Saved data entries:
---
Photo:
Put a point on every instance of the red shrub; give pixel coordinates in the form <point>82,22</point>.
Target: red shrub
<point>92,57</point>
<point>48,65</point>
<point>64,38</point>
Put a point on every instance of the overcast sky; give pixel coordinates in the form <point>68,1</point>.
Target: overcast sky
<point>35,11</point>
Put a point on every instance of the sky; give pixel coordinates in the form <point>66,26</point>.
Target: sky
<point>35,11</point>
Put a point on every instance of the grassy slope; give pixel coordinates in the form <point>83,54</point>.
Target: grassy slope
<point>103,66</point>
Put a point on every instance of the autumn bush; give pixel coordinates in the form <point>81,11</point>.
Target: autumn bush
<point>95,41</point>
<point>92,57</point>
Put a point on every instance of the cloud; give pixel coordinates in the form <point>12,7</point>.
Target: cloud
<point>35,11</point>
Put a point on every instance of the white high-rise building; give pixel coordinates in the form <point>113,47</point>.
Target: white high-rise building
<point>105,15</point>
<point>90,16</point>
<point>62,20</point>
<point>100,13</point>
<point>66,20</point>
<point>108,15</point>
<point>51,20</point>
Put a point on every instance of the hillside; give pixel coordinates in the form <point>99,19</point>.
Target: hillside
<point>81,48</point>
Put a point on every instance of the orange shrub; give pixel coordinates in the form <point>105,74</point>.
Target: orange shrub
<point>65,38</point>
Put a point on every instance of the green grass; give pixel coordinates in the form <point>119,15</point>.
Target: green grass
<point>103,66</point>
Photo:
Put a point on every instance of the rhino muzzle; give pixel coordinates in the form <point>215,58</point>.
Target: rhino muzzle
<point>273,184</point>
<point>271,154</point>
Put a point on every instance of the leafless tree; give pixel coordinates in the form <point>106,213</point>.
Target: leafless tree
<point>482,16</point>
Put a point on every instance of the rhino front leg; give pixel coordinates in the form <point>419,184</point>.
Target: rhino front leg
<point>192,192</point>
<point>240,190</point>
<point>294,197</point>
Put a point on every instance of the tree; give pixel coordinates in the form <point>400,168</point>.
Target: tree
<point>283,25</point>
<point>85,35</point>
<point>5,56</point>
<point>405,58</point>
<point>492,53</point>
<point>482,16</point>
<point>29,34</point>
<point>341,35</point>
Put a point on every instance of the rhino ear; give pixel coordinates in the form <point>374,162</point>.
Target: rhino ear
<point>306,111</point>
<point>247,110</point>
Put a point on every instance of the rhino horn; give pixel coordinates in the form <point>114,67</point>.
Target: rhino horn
---
Reproduce each line of the data containing the word "horn".

Put a point on every instance of the rhino horn; give pixel coordinates in the form <point>114,67</point>.
Target: rhino horn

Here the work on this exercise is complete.